Tasks to carry out
1 - Please quote word for word the portion of the essay on crying, starting with "It feels like" and going on through "you just made.".
2 - Write what comes next in the essay on crying, picking up from its final sentence.

Text segment
<<<<

I have never been much of a crier. It cuts both ways: I weep with grief or despair about as often as I weep from joy, which is once in a blue moon. Sometimes I blame the patriarchy for this inability to express my feelings; sometimes I blame my own upbringing; but mostly I just shrug and accept that I don’t tend to feel things as strongly as others.

It feels like a shortcoming, this stoicism—although frankly when I do cry, I usually feel worse than I did when I was pent up. Giving oneself permission to unleash sobs and moans can be cathartic, but then your nose gets gross and your eyes look like you’ve been high. And if you do it in public, it makes everyone feel awkward, you most of all. It’s like smashing a bottle for the sheer rush of hearing it break—you feel exhilarated for a moment but then you realize you’re on the hook for the mess you just made.
I cried last week while reading about Greta Thunberg. Her “Person of the Year” accolade had just been announced, and Time had an accompanying article which didn’t tell me anything new about her, but which put her remarkable year into context. It’s hard to imagine how much has changed for her, and because of her. As a child with Asperger’s, her life was never going to be typical. But if she’d chosen not to “School-Strike for Climate,” she would never have become the most polarizing person in her generation—a Gen Z messiah, a Boomer pariah. She could have had a much more normal life.

>>>>

Dataset extract

<<<<

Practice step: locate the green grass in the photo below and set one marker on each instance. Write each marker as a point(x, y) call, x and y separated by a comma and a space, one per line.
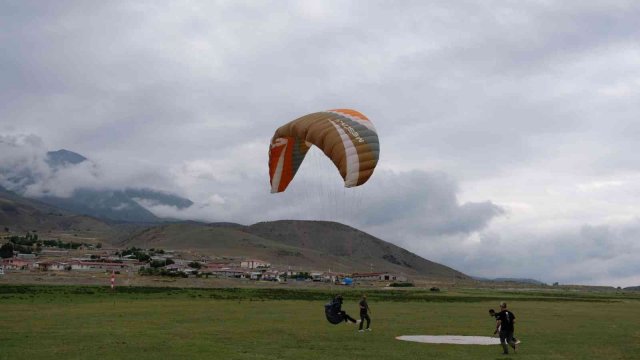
point(71, 322)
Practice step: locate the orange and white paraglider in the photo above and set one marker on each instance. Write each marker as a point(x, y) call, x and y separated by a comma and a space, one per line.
point(346, 136)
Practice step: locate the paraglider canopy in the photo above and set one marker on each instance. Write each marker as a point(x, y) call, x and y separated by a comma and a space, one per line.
point(346, 136)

>>>>

Answers to the exercises
1 -
It feels like a shortcoming, this stoicism—although frankly when I do cry, I usually feel worse than I did when I was pent up. Giving oneself permission to unleash sobs and moans can be cathartic, but then your nose gets gross and your eyes look like you’ve been high. And if you do it in public, it makes everyone feel awkward, you most of all. It’s like smashing a bottle for the sheer rush of hearing it break—you feel exhilarated for a moment but then you realize you’re on the hook for the mess you just made.

2 -
Or that’s what I thought until now. Reading that article, it occurred to me that Greta’s words and actions are, in fact, changing the definition of “normal.” Thanks to her truth-bombs, millions of youth have had their eyes opened to the legacy we’ll leave for them: environmental ruination, mass extinction, lethal heat and weather, social collapse. Ecocide.
So really it’s the Death of Normal, and Greta is merely ahead of the curve in acknowledging it. That would make her the 21st century’s Cassandra—you know, the mythical Trojan princess who accurately predicted the fall of Troy, but got gaslit by her people till the walls came down?
Except people do believe Greta. We have a whole generation of Cassandras now—some, like Indigenous water keepers, have been decrying us for ages, while others are only now learning how to say “J’accuse.” Their voices are becoming a chorus. That makes people think of Greta less like a powerless princess, and more like a vanguard crusader. Margaret Atwood compared her to Joan of Arc.
But she is not a warrior, though her steely gaze feels like an attack to those who squirm beneath it, racked with climate guilt, suppressed or otherwise. She does not want to fight (except insofar as any of us would love the chance to slam Trump in his smug orange kisser). Her mandate and motto is, “Unite behind the science,” and if them’s fighting words? Well, that isn’t her fault.
At the core of her vision of the world, Greta believes that we are misguided yet benevolent. Her earliest speeches are optimistic: “The people will rise to the challenge,” she says, and she believes it. When she challenges the oil companies—whom she rightly calls out for creating and perpetuating the crisis—to take bold action, she admits, “I don’t believe for one second that you will rise to that challenge,” but then entreats them to prove her wrong.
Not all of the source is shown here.